TEXT TO READ:
+ + + + + + +

While many of the participants in the previous example (i.e., Fomo3D) may be aware of the potential risks, there are many other smart Ponzi schemes that lure ordinary investors in the guise of an investment plan with high profits (see [17] for an example). In addition, some smart Ponzi schemes that do not provide source code (i.e., hidden smart Ponzi schemes in [17]), in this case, even professionals can not judge whether it is a smart Ponzi scheme. Considering the rapid development of blockchain technology, the majority of users involved lack professional knowledge, and the relatively weak supervision, it is very urgent to study the identification method of smart Ponzi scheme.

+ + + + + + +

EXTRACTED MATERIAL:
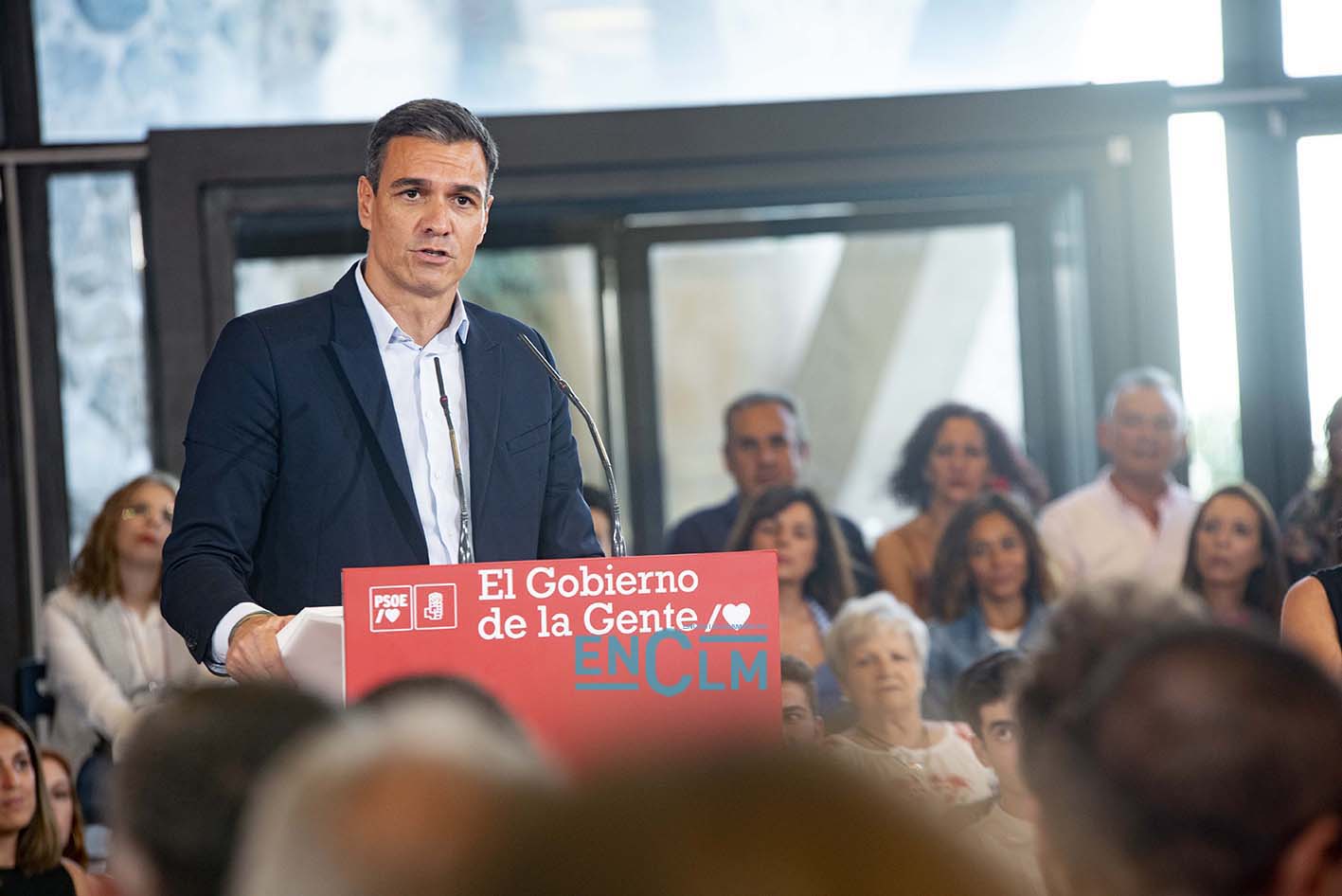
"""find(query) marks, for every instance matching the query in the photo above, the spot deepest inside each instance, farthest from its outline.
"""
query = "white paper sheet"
(313, 648)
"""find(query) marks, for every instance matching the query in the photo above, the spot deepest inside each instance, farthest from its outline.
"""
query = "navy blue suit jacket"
(295, 468)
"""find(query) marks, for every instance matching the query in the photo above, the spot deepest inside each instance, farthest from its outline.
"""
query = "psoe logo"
(435, 606)
(389, 609)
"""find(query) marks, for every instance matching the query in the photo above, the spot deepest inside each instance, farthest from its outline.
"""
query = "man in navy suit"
(318, 438)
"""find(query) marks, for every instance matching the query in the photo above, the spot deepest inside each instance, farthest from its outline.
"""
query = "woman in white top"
(878, 645)
(109, 651)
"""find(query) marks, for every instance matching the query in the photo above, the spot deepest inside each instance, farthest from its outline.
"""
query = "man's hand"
(253, 651)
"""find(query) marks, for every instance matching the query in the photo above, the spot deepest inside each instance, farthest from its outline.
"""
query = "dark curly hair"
(909, 482)
(952, 583)
(831, 581)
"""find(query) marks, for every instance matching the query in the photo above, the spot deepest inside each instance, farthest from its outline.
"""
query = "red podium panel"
(598, 659)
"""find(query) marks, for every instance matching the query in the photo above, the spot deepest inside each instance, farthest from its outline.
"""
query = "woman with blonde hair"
(109, 650)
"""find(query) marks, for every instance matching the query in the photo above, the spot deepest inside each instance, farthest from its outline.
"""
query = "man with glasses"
(1135, 519)
(763, 445)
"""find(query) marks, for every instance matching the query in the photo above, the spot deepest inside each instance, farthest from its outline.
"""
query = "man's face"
(763, 448)
(800, 725)
(998, 747)
(424, 220)
(1143, 438)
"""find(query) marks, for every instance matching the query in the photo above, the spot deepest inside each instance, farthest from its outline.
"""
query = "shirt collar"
(1107, 483)
(385, 329)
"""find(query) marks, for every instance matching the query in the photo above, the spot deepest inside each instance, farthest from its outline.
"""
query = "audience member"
(955, 455)
(1312, 618)
(109, 650)
(392, 799)
(599, 502)
(64, 806)
(1082, 631)
(801, 722)
(785, 825)
(763, 447)
(184, 776)
(878, 647)
(814, 573)
(1235, 558)
(1135, 519)
(1310, 519)
(29, 848)
(991, 590)
(985, 699)
(1197, 761)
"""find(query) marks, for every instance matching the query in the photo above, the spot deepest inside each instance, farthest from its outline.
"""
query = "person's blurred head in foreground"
(801, 722)
(27, 828)
(187, 770)
(1082, 631)
(64, 806)
(985, 700)
(388, 801)
(1200, 761)
(737, 825)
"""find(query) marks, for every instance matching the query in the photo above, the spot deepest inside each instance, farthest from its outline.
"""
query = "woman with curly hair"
(1309, 522)
(991, 589)
(1235, 558)
(955, 455)
(109, 650)
(814, 576)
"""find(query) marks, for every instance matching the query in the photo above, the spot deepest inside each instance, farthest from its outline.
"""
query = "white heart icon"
(736, 615)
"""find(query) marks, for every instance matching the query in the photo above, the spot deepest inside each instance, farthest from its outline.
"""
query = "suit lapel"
(482, 361)
(357, 355)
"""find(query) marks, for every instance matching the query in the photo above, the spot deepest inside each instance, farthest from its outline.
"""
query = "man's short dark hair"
(750, 400)
(189, 767)
(798, 672)
(991, 679)
(437, 119)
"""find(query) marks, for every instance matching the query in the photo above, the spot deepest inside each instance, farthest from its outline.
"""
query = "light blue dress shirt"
(424, 434)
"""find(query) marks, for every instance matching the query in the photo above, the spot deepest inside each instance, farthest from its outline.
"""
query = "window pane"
(1319, 160)
(552, 289)
(97, 264)
(1206, 293)
(868, 331)
(113, 70)
(1310, 32)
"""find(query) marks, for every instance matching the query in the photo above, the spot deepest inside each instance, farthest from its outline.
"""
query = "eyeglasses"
(144, 510)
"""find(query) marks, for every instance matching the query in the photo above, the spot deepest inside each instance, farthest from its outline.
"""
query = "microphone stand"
(617, 547)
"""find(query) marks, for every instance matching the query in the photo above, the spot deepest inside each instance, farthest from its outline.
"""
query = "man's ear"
(366, 202)
(980, 750)
(1312, 864)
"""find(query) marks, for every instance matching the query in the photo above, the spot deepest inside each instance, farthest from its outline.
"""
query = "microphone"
(617, 547)
(464, 544)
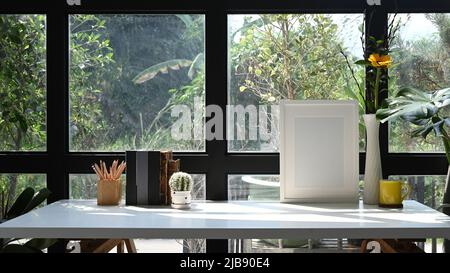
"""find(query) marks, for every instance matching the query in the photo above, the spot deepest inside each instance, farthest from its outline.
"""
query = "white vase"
(181, 199)
(373, 171)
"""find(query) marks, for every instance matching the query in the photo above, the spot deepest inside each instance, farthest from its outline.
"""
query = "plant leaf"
(163, 67)
(197, 64)
(20, 204)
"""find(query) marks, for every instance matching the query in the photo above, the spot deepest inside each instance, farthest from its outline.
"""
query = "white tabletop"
(223, 220)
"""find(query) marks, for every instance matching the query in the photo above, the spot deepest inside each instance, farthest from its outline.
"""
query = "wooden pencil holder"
(109, 192)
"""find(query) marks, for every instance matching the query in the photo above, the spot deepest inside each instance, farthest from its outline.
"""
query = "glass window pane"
(127, 72)
(428, 190)
(13, 184)
(288, 56)
(23, 83)
(421, 50)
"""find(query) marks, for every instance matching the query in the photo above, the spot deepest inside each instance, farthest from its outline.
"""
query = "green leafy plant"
(181, 181)
(24, 203)
(424, 110)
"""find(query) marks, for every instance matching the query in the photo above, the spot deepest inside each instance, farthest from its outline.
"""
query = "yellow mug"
(393, 192)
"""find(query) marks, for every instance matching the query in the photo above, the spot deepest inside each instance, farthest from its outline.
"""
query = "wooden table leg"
(393, 246)
(121, 247)
(131, 248)
(98, 246)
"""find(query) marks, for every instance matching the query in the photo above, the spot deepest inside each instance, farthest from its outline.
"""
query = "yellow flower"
(380, 61)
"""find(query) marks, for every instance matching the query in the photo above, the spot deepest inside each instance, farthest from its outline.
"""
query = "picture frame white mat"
(319, 151)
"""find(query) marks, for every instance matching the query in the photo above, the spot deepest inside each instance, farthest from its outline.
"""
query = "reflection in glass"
(126, 74)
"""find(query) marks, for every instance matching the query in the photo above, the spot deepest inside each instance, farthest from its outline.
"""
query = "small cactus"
(180, 181)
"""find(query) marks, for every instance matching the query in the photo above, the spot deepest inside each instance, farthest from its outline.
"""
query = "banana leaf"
(163, 68)
(20, 204)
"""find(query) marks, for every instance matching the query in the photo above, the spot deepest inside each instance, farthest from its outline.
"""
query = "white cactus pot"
(181, 199)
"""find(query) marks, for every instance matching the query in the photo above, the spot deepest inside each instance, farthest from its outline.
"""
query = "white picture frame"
(319, 151)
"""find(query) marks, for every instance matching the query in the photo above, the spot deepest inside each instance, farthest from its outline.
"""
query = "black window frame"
(217, 163)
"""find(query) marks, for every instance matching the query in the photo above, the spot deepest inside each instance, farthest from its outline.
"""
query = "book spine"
(142, 186)
(131, 188)
(163, 177)
(153, 179)
(172, 167)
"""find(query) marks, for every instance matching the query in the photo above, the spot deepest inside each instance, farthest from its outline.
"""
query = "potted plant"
(181, 185)
(427, 112)
(24, 203)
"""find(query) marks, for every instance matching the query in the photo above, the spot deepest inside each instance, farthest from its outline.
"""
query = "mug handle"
(406, 189)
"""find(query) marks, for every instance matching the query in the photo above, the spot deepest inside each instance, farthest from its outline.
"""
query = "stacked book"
(148, 174)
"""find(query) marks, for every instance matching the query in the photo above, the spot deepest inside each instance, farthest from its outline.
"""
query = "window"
(287, 56)
(421, 50)
(428, 190)
(127, 72)
(13, 184)
(23, 83)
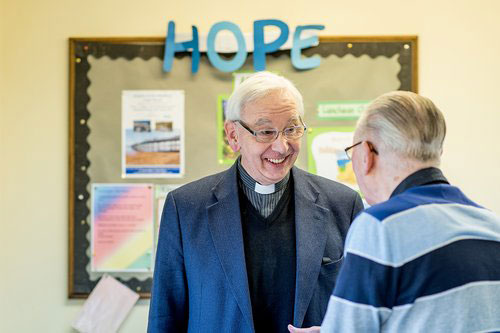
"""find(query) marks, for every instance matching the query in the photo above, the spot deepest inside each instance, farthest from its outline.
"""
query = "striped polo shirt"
(426, 260)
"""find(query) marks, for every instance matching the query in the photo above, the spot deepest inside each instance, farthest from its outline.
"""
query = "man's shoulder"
(421, 197)
(325, 185)
(199, 188)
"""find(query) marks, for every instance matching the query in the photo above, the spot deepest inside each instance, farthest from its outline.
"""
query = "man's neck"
(388, 179)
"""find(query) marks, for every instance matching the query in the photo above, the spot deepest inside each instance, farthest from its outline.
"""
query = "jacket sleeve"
(168, 311)
(357, 207)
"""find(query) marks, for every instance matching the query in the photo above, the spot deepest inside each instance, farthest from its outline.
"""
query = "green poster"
(225, 155)
(326, 155)
(341, 110)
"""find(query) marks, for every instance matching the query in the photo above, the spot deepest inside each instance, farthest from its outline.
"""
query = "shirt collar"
(421, 177)
(250, 183)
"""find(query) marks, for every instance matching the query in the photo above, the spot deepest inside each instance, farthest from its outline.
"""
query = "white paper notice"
(106, 308)
(152, 133)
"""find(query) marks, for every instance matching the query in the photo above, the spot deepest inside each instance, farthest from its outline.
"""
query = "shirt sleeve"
(366, 287)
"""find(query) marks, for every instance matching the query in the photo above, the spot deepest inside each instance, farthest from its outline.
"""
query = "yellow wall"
(459, 70)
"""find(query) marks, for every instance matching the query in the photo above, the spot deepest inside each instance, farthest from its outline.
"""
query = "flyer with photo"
(152, 133)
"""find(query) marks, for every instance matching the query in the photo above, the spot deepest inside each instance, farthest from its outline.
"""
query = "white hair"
(406, 124)
(259, 85)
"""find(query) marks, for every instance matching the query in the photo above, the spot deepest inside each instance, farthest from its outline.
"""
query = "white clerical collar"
(265, 189)
(250, 183)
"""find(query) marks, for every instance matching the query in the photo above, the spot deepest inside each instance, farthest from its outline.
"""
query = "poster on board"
(122, 227)
(152, 133)
(225, 154)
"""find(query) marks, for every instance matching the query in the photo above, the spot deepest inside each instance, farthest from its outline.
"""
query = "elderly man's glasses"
(348, 150)
(271, 134)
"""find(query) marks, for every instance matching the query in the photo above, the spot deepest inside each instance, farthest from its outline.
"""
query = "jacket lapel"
(310, 226)
(224, 221)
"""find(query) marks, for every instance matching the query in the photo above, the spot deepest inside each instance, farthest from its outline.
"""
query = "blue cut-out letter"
(171, 47)
(213, 56)
(260, 48)
(299, 44)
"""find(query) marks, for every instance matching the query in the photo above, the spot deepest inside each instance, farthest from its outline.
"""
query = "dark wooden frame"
(80, 287)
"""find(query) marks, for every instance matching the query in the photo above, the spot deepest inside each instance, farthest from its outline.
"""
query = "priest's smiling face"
(268, 163)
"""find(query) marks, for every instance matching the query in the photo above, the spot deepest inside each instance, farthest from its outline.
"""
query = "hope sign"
(260, 47)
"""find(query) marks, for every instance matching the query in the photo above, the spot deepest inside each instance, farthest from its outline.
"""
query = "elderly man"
(258, 246)
(424, 257)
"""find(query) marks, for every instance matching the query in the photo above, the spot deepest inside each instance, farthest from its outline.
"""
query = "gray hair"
(406, 124)
(257, 86)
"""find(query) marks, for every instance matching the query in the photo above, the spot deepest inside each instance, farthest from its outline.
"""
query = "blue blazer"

+ + + + + + +

EXERCISE:
Extend the passage on smart Ponzi schemes from where it stops. The material is separate from the passage on smart Ponzi schemes.

RESPONSE TO THE TASK:
1.3 Current Methods and Limitations

Fortunately, there have been studies on the problem of smart Ponzi schemes. Bartoletti et al. discusses the classification of smart Ponzi scheme and its influence [1, 2]. They collected samples of smart Ponzi schemes in two ways: (1) read the source code and collect some samples; (2) a small number of samples of hidden smart Ponzi schemes were obtained by evaluating the bytecode similarity of contracts. Furthermore, Chen et al. constructed the identification of smart Ponzi schemes as a classification problem, and achieved automatic recognition by adopting a machine learning method based on extracted bytecode and account behavior features [17, 18]. For a decentralized ecology, it makes more sense to establish automatic identification of smart Ponzi schemes. However, the current approaches have four main limitations as follows:
Insufficient samples: To build an automatic identification model, sufficient samples are the key. In the previous study (i.e., [2, 17, 18]), the sample size of smart Ponzi scheme is less than 200, and the sample size of non-Ponzi scheme is also not much. This is a complete mismatch with the current number of smart contracts. (Currently, there are millions of smart contracts on the Ethereum platform, including more than 100,000 open-source contracts.)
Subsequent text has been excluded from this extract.